- _Exercise goal_
Output all of the entries below verbatim, without the pictures.

▬▬▬▬▬▬

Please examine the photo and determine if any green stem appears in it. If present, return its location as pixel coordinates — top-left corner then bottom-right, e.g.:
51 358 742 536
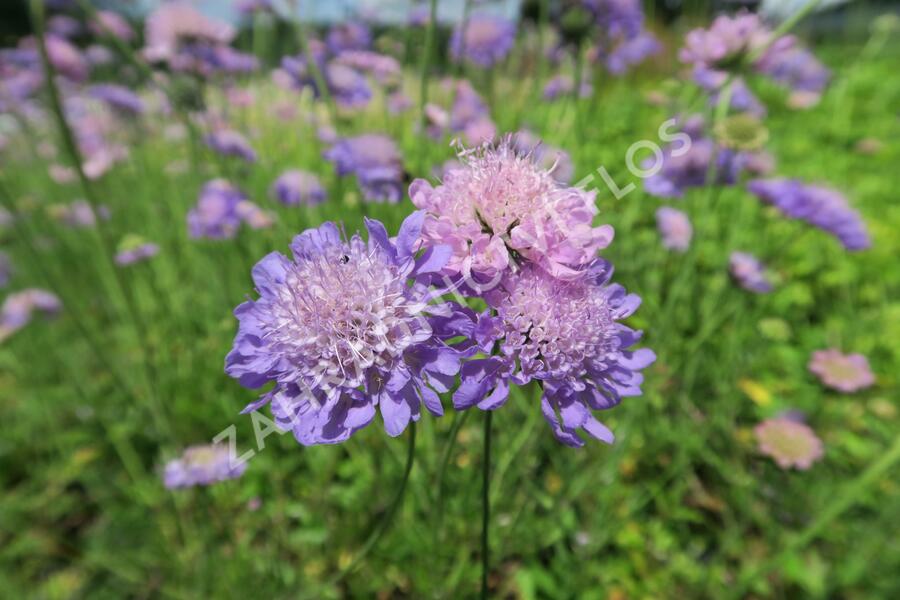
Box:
735 437 900 597
419 0 437 135
312 422 416 586
481 410 494 600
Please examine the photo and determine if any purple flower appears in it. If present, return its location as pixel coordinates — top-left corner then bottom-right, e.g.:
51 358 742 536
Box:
753 417 824 471
90 83 145 115
450 15 516 68
269 170 325 206
325 21 372 55
512 129 575 185
453 259 656 447
809 348 875 394
225 212 471 445
163 444 247 490
335 50 402 85
91 10 134 42
409 138 613 280
656 206 694 252
324 133 403 203
0 288 62 342
116 235 159 267
204 129 256 163
747 179 872 251
187 179 272 239
729 252 772 294
49 200 109 227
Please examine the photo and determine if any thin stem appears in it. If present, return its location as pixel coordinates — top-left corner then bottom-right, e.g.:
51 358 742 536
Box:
481 410 494 599
312 422 416 586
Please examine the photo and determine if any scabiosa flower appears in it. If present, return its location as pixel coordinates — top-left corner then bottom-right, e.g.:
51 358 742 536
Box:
116 235 159 267
163 444 247 490
269 169 325 206
204 129 256 163
225 212 471 445
656 206 694 252
409 138 613 279
90 83 145 115
729 252 772 294
325 21 372 54
325 133 403 203
450 14 516 68
754 417 824 471
187 179 272 239
809 348 875 394
453 259 656 447
0 288 62 342
90 10 134 42
747 179 872 251
144 1 237 62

▬▬▬▬▬▬

- _Exercise answer_
Please examine the photo and determine if any green stem appears in it. If present, return its location as pixel coordinates — top-left corner then bottom-right, e.g.:
51 358 742 536
Box:
735 437 900 597
419 0 437 135
312 422 416 586
481 410 494 600
Please examine the photo and determine if any purple flower appears in it. If present, return its location as pixel coordinates — top-left corner then bottom-right, e.g.:
51 358 742 536
Box:
753 417 824 471
90 83 145 115
450 15 516 68
269 170 325 206
325 21 372 55
512 129 575 185
453 259 656 447
809 348 875 394
225 212 471 445
163 444 247 490
335 50 402 85
91 10 134 42
409 138 613 280
656 206 694 252
324 133 403 203
0 288 62 342
116 235 159 267
204 129 256 163
747 179 872 251
187 179 272 239
729 252 772 294
49 200 109 227
Please examine the photo and determine if any thin stem appears in it. If present, return its location as pixel coordinates — top-left corner then bottom-right, e.g.:
51 358 742 536
Box:
481 410 494 599
312 422 416 586
Please examine the photo and determine if any scabiosa flower appears in it. If present, return its location as pixel coordinates — top-left corner then bottom-right, e.g.:
51 358 742 536
Box:
116 235 159 267
163 444 247 490
269 169 325 206
204 129 256 163
225 212 471 445
656 206 694 252
409 138 613 279
90 83 145 115
729 252 772 294
325 21 372 54
325 133 403 203
450 14 516 68
754 417 824 471
187 179 272 239
809 348 875 394
453 259 656 447
0 288 62 342
90 10 134 42
747 179 872 251
144 1 237 62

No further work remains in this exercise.